■ **Your task**:
Strip the pictures and reproduce the rest of the listing exactly.

■ **Data provided**:

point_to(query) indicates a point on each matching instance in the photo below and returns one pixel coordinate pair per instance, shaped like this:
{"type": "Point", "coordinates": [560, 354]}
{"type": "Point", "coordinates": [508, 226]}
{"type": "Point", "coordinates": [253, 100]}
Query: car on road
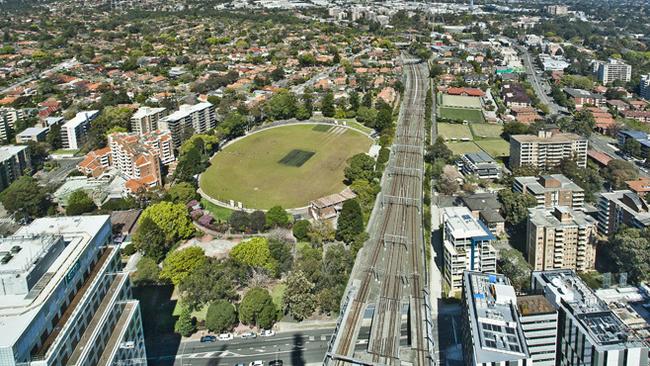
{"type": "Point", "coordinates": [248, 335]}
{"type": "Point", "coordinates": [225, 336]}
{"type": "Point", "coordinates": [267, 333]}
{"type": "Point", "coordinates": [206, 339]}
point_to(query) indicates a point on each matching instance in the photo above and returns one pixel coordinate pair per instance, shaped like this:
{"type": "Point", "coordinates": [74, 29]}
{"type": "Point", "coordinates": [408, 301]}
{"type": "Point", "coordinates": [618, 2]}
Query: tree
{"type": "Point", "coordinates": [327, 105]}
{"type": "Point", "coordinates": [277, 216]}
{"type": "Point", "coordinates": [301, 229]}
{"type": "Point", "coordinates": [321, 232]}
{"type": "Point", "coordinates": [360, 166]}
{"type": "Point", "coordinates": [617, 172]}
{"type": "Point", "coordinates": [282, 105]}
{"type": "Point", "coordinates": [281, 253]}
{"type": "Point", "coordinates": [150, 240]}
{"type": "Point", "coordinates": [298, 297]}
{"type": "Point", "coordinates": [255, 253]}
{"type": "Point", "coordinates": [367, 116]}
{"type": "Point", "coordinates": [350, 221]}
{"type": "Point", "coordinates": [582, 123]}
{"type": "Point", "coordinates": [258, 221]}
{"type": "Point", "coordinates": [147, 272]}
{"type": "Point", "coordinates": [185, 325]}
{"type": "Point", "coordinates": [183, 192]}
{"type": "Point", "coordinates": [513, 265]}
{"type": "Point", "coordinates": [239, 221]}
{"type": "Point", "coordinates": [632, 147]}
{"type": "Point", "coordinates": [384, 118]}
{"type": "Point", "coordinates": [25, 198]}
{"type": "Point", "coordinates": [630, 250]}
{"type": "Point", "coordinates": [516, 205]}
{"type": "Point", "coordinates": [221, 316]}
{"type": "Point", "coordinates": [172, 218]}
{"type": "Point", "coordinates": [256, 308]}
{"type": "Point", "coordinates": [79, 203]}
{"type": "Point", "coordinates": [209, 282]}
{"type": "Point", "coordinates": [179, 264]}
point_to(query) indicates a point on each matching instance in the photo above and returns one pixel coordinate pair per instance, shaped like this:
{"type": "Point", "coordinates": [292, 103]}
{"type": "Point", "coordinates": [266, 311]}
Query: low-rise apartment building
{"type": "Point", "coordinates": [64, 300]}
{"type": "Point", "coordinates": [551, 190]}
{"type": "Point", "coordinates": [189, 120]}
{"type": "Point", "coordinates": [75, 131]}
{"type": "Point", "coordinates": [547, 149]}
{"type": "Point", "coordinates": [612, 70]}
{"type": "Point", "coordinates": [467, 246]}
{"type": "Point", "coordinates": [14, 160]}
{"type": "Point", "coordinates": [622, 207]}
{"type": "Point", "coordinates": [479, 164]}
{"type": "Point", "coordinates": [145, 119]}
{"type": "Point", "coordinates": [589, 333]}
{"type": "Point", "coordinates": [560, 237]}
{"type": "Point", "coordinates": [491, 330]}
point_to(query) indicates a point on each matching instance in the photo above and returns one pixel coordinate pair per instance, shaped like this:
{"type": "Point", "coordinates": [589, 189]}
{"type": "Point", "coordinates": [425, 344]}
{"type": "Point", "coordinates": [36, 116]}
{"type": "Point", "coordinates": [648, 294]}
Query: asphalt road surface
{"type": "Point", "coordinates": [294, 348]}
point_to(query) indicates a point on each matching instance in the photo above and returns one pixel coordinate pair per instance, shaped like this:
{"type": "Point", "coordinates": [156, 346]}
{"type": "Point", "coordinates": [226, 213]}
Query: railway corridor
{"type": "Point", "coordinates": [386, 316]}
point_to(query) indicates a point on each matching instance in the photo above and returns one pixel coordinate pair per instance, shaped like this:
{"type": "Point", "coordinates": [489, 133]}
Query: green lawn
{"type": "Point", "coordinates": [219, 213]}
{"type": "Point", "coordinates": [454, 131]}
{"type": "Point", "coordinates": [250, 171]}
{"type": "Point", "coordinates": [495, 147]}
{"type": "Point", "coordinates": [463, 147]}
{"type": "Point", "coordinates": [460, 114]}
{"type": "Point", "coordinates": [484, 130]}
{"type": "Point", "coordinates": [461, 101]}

■ **Task answer**:
point_to(query) indicates a point on each matching instance in the photo below and returns one pixel coordinate pair per instance, shaped like this:
{"type": "Point", "coordinates": [560, 354]}
{"type": "Point", "coordinates": [508, 226]}
{"type": "Point", "coordinates": [253, 100]}
Query: car on road
{"type": "Point", "coordinates": [248, 335]}
{"type": "Point", "coordinates": [225, 336]}
{"type": "Point", "coordinates": [267, 333]}
{"type": "Point", "coordinates": [206, 339]}
point_to(query) indicates a point on each matching instance in the photo above and returns one pixel coordinate pair per instance, shaped like this:
{"type": "Point", "coordinates": [74, 29]}
{"type": "Point", "coordinates": [408, 301]}
{"type": "Point", "coordinates": [618, 2]}
Query: tree
{"type": "Point", "coordinates": [327, 105]}
{"type": "Point", "coordinates": [277, 216]}
{"type": "Point", "coordinates": [301, 229]}
{"type": "Point", "coordinates": [321, 232]}
{"type": "Point", "coordinates": [360, 166]}
{"type": "Point", "coordinates": [617, 172]}
{"type": "Point", "coordinates": [282, 105]}
{"type": "Point", "coordinates": [281, 253]}
{"type": "Point", "coordinates": [150, 240]}
{"type": "Point", "coordinates": [298, 297]}
{"type": "Point", "coordinates": [255, 253]}
{"type": "Point", "coordinates": [367, 116]}
{"type": "Point", "coordinates": [350, 221]}
{"type": "Point", "coordinates": [582, 123]}
{"type": "Point", "coordinates": [258, 221]}
{"type": "Point", "coordinates": [147, 272]}
{"type": "Point", "coordinates": [185, 325]}
{"type": "Point", "coordinates": [183, 192]}
{"type": "Point", "coordinates": [513, 265]}
{"type": "Point", "coordinates": [239, 221]}
{"type": "Point", "coordinates": [632, 147]}
{"type": "Point", "coordinates": [384, 118]}
{"type": "Point", "coordinates": [25, 198]}
{"type": "Point", "coordinates": [630, 250]}
{"type": "Point", "coordinates": [516, 205]}
{"type": "Point", "coordinates": [221, 316]}
{"type": "Point", "coordinates": [172, 218]}
{"type": "Point", "coordinates": [256, 308]}
{"type": "Point", "coordinates": [79, 203]}
{"type": "Point", "coordinates": [209, 282]}
{"type": "Point", "coordinates": [179, 264]}
point_to(query) indicates a point on each matching instance in the photo above and returns one pixel coordinate pair per instance, shaped like this:
{"type": "Point", "coordinates": [292, 103]}
{"type": "Point", "coordinates": [266, 311]}
Query: low-rise apartment building
{"type": "Point", "coordinates": [64, 300]}
{"type": "Point", "coordinates": [551, 190]}
{"type": "Point", "coordinates": [189, 120]}
{"type": "Point", "coordinates": [75, 131]}
{"type": "Point", "coordinates": [547, 149]}
{"type": "Point", "coordinates": [612, 70]}
{"type": "Point", "coordinates": [467, 246]}
{"type": "Point", "coordinates": [14, 160]}
{"type": "Point", "coordinates": [622, 207]}
{"type": "Point", "coordinates": [479, 164]}
{"type": "Point", "coordinates": [145, 119]}
{"type": "Point", "coordinates": [589, 333]}
{"type": "Point", "coordinates": [560, 237]}
{"type": "Point", "coordinates": [491, 330]}
point_to(query) indicates a point on each matching instance in the photo above and returns one pixel coordinate pair per instance, shaped like this:
{"type": "Point", "coordinates": [589, 189]}
{"type": "Point", "coordinates": [425, 344]}
{"type": "Point", "coordinates": [36, 116]}
{"type": "Point", "coordinates": [648, 294]}
Query: asphalt road surface
{"type": "Point", "coordinates": [294, 348]}
point_to(query) indicates a point on each matching instance in the photo above and returns one pixel coordinate pair per instance, shaped like this:
{"type": "Point", "coordinates": [156, 346]}
{"type": "Point", "coordinates": [226, 213]}
Query: railway corridor
{"type": "Point", "coordinates": [386, 316]}
point_to(query) indicates a point on each matching instance in the photo above and returns one pixel coordinate pair per instance, shaped like this:
{"type": "Point", "coordinates": [489, 133]}
Query: green lawn
{"type": "Point", "coordinates": [219, 213]}
{"type": "Point", "coordinates": [454, 131]}
{"type": "Point", "coordinates": [250, 171]}
{"type": "Point", "coordinates": [495, 147]}
{"type": "Point", "coordinates": [463, 147]}
{"type": "Point", "coordinates": [460, 114]}
{"type": "Point", "coordinates": [484, 130]}
{"type": "Point", "coordinates": [461, 101]}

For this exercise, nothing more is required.